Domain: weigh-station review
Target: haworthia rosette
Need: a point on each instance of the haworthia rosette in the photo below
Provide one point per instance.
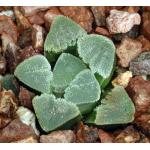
(54, 113)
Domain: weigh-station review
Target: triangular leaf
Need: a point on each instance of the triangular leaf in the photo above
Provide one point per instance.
(63, 34)
(99, 52)
(9, 83)
(116, 108)
(66, 68)
(84, 91)
(54, 113)
(36, 73)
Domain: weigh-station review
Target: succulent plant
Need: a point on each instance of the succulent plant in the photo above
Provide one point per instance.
(9, 83)
(53, 113)
(99, 53)
(36, 73)
(84, 91)
(115, 108)
(64, 33)
(66, 68)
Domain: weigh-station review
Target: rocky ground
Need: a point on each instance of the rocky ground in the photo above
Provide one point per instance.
(22, 35)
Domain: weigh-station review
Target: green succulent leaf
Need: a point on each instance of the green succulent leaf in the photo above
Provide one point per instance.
(66, 68)
(99, 53)
(54, 113)
(9, 83)
(63, 34)
(116, 108)
(84, 91)
(36, 73)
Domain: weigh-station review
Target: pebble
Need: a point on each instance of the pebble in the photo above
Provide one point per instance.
(141, 64)
(143, 123)
(145, 43)
(138, 90)
(7, 26)
(2, 64)
(25, 97)
(105, 137)
(50, 16)
(14, 131)
(122, 79)
(102, 31)
(37, 19)
(146, 25)
(63, 136)
(121, 21)
(22, 21)
(30, 139)
(85, 19)
(38, 34)
(128, 50)
(8, 103)
(128, 135)
(32, 10)
(99, 13)
(87, 134)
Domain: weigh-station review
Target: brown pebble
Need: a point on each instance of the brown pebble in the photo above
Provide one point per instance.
(138, 90)
(14, 131)
(25, 97)
(81, 15)
(146, 25)
(128, 50)
(7, 26)
(38, 34)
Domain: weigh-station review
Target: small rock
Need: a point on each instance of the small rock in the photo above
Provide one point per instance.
(146, 24)
(128, 50)
(122, 22)
(85, 19)
(128, 135)
(27, 52)
(145, 43)
(2, 64)
(134, 32)
(37, 19)
(4, 121)
(11, 53)
(138, 90)
(25, 97)
(64, 136)
(102, 31)
(30, 139)
(25, 38)
(147, 8)
(122, 79)
(7, 26)
(14, 131)
(8, 103)
(22, 21)
(131, 9)
(87, 134)
(8, 13)
(105, 137)
(99, 13)
(143, 123)
(6, 40)
(27, 117)
(50, 16)
(141, 64)
(32, 10)
(38, 34)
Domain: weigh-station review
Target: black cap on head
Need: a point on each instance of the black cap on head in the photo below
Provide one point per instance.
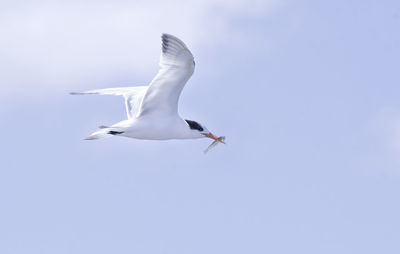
(194, 125)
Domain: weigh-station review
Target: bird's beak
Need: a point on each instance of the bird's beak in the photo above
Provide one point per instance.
(212, 136)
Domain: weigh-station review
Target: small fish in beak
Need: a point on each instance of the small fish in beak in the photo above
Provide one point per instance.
(213, 144)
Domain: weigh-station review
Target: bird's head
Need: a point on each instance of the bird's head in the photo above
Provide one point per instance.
(200, 131)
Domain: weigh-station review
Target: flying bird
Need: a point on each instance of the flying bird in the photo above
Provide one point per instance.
(152, 111)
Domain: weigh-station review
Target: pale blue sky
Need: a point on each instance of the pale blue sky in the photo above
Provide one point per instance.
(307, 93)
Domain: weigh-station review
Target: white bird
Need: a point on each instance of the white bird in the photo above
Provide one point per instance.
(153, 110)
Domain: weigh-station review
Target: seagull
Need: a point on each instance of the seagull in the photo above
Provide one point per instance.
(152, 111)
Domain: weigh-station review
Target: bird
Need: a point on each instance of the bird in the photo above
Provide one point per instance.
(152, 110)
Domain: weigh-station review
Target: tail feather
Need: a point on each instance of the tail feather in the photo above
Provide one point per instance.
(104, 132)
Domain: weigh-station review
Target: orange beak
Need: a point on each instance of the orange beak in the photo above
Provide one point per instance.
(212, 136)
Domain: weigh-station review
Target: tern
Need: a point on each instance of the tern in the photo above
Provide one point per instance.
(152, 111)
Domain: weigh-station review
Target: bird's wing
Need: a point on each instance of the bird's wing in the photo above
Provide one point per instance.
(176, 67)
(133, 96)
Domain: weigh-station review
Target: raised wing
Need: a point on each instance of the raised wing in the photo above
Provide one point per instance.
(133, 97)
(176, 67)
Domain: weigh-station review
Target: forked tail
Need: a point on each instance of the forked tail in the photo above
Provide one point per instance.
(104, 132)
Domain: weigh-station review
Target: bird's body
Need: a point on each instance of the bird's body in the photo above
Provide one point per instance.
(152, 110)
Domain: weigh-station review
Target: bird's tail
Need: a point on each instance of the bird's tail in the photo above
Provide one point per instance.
(104, 132)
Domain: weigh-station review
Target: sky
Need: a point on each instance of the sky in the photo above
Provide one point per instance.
(305, 91)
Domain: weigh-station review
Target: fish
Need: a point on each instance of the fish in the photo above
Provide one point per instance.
(213, 144)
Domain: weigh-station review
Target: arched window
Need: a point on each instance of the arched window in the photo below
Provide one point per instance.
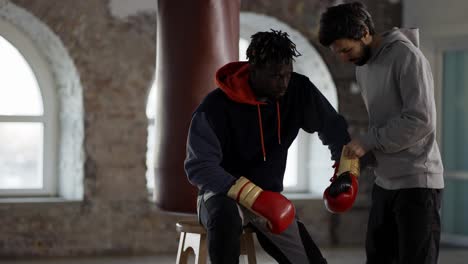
(28, 118)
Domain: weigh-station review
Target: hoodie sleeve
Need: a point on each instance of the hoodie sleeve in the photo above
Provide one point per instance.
(416, 119)
(321, 117)
(204, 156)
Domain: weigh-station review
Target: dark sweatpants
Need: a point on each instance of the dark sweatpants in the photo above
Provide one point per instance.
(222, 219)
(404, 226)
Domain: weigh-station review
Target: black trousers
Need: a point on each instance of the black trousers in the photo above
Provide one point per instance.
(221, 216)
(404, 226)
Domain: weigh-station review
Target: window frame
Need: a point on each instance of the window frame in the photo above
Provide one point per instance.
(49, 119)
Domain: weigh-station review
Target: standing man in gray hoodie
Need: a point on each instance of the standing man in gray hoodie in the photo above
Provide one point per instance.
(398, 91)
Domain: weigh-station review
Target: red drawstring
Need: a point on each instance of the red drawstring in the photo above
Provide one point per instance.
(261, 127)
(261, 131)
(279, 122)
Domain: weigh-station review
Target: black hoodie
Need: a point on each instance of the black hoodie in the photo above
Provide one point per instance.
(232, 134)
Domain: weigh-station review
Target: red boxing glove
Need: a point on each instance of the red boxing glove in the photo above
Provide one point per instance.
(341, 194)
(274, 207)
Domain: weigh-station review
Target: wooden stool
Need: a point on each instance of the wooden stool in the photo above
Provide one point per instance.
(193, 235)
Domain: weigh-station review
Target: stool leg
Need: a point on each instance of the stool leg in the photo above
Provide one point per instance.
(249, 248)
(198, 243)
(202, 251)
(182, 255)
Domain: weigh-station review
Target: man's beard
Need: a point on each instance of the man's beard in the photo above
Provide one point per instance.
(366, 54)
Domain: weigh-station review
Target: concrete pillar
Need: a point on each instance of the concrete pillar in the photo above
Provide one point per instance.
(195, 38)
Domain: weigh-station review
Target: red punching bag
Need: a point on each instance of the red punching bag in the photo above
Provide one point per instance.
(194, 39)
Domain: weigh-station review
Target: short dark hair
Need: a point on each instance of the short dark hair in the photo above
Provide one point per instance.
(271, 47)
(348, 20)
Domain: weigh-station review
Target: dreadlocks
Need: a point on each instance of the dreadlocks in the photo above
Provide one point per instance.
(271, 47)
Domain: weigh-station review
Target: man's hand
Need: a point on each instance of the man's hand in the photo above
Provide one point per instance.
(354, 149)
(274, 207)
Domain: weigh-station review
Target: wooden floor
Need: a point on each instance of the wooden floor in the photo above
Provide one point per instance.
(334, 256)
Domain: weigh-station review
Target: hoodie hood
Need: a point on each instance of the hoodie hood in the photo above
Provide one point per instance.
(408, 35)
(233, 79)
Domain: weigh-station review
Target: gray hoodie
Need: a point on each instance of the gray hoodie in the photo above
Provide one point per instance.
(398, 91)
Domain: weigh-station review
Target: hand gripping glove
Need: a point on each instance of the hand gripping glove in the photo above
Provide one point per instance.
(274, 207)
(341, 194)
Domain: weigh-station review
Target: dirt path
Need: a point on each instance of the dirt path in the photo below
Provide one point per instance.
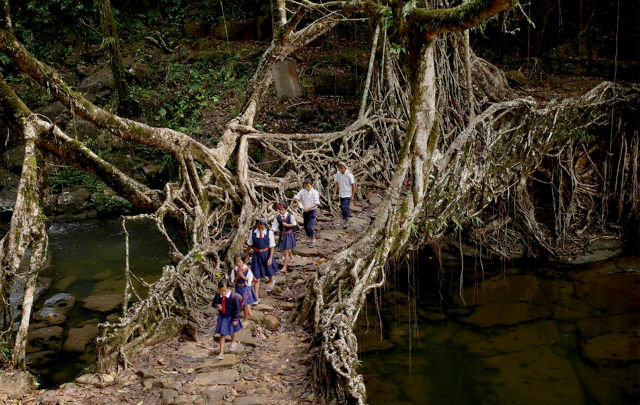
(273, 359)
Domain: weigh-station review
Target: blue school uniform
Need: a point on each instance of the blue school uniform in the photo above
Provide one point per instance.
(287, 236)
(244, 288)
(260, 245)
(230, 310)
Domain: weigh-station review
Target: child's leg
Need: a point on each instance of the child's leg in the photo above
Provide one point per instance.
(221, 345)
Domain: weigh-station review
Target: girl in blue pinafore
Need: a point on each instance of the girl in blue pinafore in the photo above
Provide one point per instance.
(263, 264)
(242, 277)
(228, 304)
(285, 224)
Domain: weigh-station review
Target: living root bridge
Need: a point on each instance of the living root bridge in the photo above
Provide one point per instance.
(445, 136)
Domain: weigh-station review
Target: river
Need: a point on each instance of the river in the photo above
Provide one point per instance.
(87, 260)
(533, 334)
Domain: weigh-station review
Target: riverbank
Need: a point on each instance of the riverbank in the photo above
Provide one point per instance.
(271, 365)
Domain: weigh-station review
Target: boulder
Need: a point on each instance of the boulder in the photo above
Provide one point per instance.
(49, 337)
(15, 384)
(103, 303)
(50, 316)
(79, 338)
(38, 359)
(271, 322)
(62, 302)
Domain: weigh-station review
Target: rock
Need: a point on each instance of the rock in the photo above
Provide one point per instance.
(220, 377)
(168, 396)
(60, 301)
(516, 77)
(609, 349)
(72, 200)
(15, 384)
(50, 316)
(103, 303)
(250, 400)
(65, 282)
(374, 198)
(214, 396)
(79, 338)
(38, 359)
(263, 307)
(271, 322)
(303, 250)
(49, 337)
(330, 234)
(229, 360)
(190, 331)
(286, 79)
(97, 380)
(245, 337)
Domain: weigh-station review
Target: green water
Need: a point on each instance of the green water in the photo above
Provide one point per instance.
(526, 335)
(87, 258)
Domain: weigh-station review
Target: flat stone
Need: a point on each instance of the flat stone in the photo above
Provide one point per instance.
(250, 400)
(245, 337)
(303, 250)
(330, 234)
(103, 303)
(229, 360)
(271, 322)
(50, 316)
(49, 337)
(61, 301)
(220, 377)
(79, 338)
(263, 307)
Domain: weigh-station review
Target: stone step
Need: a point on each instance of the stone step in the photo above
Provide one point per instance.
(220, 377)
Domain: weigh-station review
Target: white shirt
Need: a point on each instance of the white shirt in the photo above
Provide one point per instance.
(249, 275)
(344, 183)
(308, 198)
(272, 241)
(274, 224)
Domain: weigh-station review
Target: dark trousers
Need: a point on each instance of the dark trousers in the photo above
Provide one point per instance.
(309, 218)
(344, 207)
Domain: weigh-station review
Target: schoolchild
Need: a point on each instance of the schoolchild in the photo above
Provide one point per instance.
(228, 305)
(284, 223)
(242, 277)
(345, 189)
(262, 242)
(310, 200)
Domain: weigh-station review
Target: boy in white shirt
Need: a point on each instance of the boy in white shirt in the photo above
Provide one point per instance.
(345, 189)
(310, 200)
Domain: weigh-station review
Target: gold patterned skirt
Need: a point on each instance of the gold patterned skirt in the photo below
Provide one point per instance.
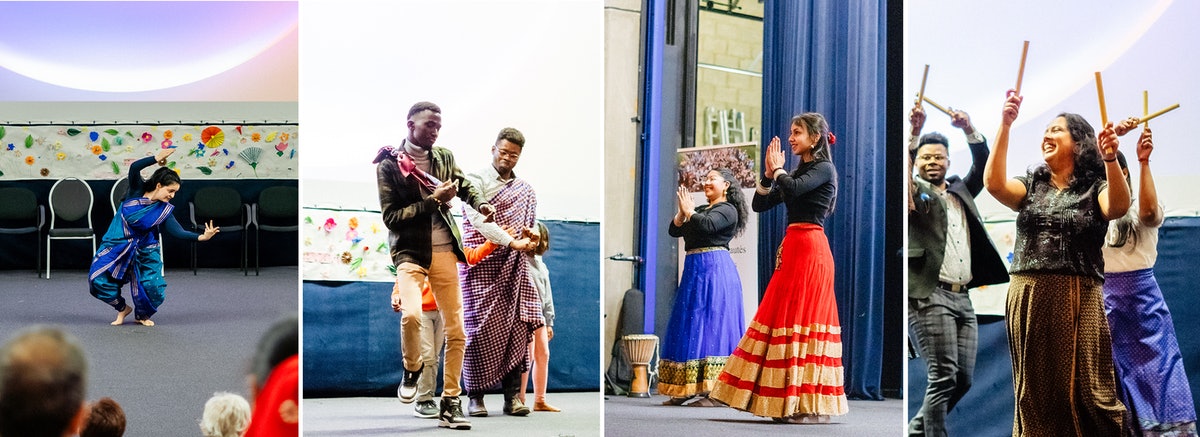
(789, 361)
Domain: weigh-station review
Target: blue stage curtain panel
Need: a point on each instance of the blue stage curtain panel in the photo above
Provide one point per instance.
(105, 151)
(828, 57)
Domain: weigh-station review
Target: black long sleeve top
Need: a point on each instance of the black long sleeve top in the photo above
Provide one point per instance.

+---+

__What you are asked to do__:
State how many lines of the listing contain the string "pinafore". Reply with the number alone.

__Complete response__:
2